#### O que fazer
Dê prosseguimento ao trecho sobre a escritora Giovana e sua família, começando logo depois da última frase dele.

Quando contou aos pais como se chamaria seu livro de estreia, “A teta racional”, sobre a relação de uma mulher com a maternidade, Carlos torceu o nariz. Sugeriu que ela mudasse o título, sugestão prontamente recusada. “Passei a vida tendo embates com minha família, mas de maneira muito carinhosa. Somos uma típica família italiana, que briga e depois acaba se abraçando”, diz, antes de falar que o mais recente livro é dedicado aos pais e a alguns parentes, como sua prima-irmã Anauila Madalosso, da mesma idade, com quem dividia as peripécias literárias da infância e adolescência, quando escreviam cartas e mais cartas jamais endereçadas a alguém e até criaram uma língua própria que só elas falavam. “Lembro dela sempre com um livro na mão”, diz a prima, uma de suas maiores fãs.
Mas os momentos de rebeldia tiveram alguns “escorregões” em se tratando de uma mente inquieta que desde tenra idade já pensava muito além do portal do bairro. Um deles foi quando debutou no tradicionalíssimo Clube Curitibano, atitude que considerou um mico mais tarde. O outro foi o casamento com direito à cerimônia e festa na residência dos pais para uma seleta lista de convidados da alta sociedade curitibana. Sobre o casamento, em março de 2011, diz que aceitou para pagar um tributo à suas origens. “Sabia que era importante para eles (os pais) este momento”, concede. Vive há sete anos uma segunda relação, com o publicitário e escritor cearense Pedro Guerra. Ao contrário do primeiro marido, agora é cada um no seu quadrado, faz questão de dizer, ambos no bairro de Higienópolis, a dez minutos de distância um do outro. Giovana mora com a filha em um apartamento próprio da década de 1950, escolhido pessoalmente por ela. Tem dois enteados, de 16 e 13 anos, e todos vivem numa boa no estilo os meus e os seus.

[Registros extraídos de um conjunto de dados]

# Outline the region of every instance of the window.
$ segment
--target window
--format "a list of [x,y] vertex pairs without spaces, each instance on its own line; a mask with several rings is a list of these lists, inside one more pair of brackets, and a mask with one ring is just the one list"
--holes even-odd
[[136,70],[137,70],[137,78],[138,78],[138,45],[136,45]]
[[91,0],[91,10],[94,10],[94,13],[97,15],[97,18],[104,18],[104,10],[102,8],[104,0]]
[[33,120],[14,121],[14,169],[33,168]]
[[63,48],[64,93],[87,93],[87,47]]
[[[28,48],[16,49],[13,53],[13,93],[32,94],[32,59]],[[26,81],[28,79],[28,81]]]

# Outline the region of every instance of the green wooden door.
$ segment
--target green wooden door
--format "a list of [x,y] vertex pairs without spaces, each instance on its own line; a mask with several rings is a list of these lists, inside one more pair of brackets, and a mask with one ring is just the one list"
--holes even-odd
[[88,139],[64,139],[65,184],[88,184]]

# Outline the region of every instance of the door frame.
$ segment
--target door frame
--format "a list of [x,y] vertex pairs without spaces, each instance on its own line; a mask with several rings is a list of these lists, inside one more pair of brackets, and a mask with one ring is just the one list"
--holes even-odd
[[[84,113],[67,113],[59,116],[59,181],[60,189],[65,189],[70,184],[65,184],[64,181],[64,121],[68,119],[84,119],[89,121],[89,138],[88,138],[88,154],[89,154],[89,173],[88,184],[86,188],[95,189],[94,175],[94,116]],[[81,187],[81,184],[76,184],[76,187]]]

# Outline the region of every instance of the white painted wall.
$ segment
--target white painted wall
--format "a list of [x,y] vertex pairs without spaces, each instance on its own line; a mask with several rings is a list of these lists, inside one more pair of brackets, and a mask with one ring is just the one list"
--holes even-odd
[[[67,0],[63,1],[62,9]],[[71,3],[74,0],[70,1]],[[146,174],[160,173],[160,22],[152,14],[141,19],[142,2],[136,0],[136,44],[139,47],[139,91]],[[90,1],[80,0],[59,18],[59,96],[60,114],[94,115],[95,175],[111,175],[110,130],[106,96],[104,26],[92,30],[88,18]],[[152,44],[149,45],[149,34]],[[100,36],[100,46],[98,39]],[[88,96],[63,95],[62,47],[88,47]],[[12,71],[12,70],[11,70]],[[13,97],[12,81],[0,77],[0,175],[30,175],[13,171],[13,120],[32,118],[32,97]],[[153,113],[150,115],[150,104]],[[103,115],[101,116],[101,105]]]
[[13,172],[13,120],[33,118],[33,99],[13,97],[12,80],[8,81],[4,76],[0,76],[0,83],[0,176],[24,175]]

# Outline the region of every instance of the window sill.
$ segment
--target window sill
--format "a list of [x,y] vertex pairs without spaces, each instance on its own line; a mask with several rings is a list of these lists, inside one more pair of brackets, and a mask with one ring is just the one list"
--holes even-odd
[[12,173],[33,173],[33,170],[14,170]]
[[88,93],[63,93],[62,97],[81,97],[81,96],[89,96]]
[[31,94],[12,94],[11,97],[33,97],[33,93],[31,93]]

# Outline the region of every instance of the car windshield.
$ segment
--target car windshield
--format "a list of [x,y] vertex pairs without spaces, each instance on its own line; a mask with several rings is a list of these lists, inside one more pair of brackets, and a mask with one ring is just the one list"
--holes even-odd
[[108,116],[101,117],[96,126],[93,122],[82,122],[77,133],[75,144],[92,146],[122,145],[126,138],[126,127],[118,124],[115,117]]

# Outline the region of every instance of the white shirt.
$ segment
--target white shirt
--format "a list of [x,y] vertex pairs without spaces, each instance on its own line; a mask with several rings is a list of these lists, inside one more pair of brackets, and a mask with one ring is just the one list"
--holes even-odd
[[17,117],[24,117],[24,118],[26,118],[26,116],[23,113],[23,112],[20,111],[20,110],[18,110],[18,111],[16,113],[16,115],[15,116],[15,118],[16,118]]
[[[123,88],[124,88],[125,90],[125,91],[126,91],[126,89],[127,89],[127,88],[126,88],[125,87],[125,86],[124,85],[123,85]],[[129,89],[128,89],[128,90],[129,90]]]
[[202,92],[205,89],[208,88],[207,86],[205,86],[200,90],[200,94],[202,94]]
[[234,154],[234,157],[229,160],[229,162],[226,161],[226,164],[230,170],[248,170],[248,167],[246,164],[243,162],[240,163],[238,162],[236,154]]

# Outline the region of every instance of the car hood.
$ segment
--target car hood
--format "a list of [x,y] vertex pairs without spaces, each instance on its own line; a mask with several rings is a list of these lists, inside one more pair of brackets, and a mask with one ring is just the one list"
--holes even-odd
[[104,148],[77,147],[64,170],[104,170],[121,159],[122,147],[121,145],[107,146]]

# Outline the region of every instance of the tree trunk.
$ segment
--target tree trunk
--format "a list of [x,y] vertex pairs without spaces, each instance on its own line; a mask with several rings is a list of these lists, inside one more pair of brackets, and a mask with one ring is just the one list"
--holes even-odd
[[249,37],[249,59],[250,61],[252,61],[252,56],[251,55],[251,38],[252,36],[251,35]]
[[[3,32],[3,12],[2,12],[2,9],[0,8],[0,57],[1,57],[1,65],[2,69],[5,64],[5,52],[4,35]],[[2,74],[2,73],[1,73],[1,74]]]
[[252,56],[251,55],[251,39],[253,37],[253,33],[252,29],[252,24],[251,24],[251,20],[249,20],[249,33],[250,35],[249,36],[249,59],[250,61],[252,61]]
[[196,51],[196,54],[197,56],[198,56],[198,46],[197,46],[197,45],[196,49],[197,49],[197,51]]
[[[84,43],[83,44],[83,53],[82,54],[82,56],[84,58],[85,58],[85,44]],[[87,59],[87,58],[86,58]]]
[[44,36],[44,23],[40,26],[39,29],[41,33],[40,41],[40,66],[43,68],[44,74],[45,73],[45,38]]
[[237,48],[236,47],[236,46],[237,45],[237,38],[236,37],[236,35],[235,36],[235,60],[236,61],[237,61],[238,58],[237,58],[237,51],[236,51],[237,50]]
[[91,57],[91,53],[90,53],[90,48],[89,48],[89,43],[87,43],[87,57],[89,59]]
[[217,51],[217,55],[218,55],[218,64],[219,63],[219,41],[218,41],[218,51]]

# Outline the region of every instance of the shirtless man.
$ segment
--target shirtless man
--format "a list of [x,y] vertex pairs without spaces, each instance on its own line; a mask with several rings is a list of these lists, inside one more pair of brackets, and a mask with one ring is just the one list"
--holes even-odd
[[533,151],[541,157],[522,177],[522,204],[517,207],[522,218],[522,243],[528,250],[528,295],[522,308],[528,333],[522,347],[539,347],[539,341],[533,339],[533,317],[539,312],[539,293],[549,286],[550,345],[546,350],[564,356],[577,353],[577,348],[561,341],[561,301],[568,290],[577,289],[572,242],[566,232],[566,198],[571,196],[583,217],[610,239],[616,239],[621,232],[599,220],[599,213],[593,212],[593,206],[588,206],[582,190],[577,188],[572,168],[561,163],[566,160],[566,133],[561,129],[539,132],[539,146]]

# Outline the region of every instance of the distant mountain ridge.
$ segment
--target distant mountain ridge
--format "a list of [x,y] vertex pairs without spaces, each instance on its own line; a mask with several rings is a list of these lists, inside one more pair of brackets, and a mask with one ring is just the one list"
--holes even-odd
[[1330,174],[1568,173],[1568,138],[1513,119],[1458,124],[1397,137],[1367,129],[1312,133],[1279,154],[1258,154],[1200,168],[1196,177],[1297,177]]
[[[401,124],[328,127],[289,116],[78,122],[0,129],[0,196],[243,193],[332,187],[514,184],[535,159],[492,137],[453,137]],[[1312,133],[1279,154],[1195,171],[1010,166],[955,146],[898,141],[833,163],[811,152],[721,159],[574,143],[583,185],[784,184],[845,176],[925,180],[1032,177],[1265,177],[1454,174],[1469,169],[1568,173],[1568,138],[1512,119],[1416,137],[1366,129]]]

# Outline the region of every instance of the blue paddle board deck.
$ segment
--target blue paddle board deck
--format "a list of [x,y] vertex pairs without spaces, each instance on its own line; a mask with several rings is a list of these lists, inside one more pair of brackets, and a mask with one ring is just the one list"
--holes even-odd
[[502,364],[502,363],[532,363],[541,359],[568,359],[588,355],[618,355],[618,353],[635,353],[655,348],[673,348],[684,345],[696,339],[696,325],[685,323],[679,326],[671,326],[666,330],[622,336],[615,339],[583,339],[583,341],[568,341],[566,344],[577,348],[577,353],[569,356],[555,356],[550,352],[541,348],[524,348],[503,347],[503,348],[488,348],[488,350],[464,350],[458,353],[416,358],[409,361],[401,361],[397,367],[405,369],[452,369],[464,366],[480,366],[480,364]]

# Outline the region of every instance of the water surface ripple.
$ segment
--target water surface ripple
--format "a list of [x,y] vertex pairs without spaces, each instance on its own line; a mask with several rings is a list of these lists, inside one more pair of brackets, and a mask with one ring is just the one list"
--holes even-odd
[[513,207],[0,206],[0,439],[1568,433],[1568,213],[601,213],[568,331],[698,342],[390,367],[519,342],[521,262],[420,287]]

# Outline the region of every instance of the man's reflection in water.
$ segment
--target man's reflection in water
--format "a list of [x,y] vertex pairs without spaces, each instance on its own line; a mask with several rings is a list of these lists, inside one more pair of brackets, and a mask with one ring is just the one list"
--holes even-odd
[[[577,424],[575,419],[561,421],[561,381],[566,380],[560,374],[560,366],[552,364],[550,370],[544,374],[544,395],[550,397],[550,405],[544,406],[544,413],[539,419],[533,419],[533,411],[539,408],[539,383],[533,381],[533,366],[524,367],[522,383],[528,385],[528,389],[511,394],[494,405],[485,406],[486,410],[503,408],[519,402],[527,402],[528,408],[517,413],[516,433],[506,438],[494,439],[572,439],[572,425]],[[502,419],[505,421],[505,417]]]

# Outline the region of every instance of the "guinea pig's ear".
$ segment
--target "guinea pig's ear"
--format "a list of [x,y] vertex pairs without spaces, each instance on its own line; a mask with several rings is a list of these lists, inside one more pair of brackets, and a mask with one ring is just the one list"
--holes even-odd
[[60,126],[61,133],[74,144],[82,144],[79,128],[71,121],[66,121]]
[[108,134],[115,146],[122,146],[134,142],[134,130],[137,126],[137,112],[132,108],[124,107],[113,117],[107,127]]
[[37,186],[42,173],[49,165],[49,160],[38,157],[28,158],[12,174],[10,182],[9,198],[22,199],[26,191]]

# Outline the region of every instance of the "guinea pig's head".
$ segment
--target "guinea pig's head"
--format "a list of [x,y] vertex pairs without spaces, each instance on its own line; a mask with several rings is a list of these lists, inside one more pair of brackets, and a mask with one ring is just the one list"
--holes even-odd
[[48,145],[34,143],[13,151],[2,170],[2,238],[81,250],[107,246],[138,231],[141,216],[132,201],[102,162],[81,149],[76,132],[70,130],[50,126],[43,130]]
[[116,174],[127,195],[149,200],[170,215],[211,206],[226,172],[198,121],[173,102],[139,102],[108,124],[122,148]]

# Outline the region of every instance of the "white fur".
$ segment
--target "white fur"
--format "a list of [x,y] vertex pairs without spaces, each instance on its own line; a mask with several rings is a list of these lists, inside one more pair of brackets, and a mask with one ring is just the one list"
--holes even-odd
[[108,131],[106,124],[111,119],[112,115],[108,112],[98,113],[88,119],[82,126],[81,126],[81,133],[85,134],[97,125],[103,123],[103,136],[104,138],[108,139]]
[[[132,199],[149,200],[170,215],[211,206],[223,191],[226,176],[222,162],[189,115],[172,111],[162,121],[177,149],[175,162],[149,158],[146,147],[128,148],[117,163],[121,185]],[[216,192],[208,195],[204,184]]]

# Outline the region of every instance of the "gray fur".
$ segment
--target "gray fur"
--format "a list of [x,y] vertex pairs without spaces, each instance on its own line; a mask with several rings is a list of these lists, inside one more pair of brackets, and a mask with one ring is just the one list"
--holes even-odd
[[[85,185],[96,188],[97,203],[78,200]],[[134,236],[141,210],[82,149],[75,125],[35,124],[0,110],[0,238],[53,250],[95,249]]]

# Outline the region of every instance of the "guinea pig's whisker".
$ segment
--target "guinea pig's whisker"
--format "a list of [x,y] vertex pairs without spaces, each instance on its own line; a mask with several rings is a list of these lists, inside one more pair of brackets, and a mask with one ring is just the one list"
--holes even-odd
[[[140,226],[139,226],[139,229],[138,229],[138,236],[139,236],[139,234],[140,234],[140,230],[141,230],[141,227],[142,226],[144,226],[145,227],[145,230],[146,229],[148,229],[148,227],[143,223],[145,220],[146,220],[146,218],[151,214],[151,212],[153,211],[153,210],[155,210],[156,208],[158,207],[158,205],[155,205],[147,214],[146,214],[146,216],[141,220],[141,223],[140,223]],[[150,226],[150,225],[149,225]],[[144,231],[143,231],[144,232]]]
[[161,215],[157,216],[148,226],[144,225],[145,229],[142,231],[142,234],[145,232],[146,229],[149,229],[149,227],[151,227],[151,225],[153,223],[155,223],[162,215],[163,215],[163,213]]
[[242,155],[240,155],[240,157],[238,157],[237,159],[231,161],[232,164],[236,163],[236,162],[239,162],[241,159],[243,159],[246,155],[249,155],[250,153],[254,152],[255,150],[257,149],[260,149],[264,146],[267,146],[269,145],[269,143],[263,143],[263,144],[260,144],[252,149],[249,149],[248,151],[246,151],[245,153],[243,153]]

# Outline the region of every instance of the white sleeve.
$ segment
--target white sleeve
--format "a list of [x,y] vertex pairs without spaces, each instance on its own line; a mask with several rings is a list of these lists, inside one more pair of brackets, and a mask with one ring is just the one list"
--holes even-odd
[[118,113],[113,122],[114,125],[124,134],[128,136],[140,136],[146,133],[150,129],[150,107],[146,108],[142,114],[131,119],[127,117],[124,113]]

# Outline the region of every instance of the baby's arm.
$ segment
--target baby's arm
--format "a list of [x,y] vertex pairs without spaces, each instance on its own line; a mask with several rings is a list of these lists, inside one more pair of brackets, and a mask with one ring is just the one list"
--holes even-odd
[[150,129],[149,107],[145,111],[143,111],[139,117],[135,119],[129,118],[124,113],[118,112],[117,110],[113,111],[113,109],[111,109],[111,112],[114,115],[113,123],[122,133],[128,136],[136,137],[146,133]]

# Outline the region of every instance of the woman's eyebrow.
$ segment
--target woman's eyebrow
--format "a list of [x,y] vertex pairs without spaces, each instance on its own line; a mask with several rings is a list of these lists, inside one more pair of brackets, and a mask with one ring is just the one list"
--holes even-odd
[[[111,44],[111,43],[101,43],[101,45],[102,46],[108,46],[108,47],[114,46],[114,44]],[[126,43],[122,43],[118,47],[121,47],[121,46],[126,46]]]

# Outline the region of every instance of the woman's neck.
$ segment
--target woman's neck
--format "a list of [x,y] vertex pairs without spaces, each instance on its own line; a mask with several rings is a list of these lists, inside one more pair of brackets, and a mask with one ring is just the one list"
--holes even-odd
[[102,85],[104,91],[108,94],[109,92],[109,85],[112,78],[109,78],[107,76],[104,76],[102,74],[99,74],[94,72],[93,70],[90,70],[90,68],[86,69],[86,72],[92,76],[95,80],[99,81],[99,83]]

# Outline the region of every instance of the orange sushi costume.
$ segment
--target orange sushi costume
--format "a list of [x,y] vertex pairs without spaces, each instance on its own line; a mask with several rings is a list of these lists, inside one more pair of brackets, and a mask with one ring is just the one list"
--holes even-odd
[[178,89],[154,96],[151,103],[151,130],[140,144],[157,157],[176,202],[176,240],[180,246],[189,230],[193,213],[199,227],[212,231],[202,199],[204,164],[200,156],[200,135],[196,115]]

#### Resposta à tarefa
Avessa a seguir a trilha da maioria dos que carregam o sobrenome Madalosso, como seu irmão Beto, o máximo que se permitiu foi trabalhar por um curto período como hostess de um dos restaurantes do clã, o Famiglia Fadanelli. Um dia se estressou com um cliente impaciente e acabou demitida pelo pai. “Fiquei feliz. Tinha que usar blazer preto com botões dourados. Não tenho esse jogo de cintura, queria estar em casa escrevendo”, diz. Mas engana-se quem pensa que ela acha Santa Felicidade o fim do mundo. Giovana diz manter uma relação de “muito carinho e afeto” com o bairro e revela que pensa em voltar um dia. Sente saudade do frango com polenta do Madalosso e do cabrito do Fadanelli.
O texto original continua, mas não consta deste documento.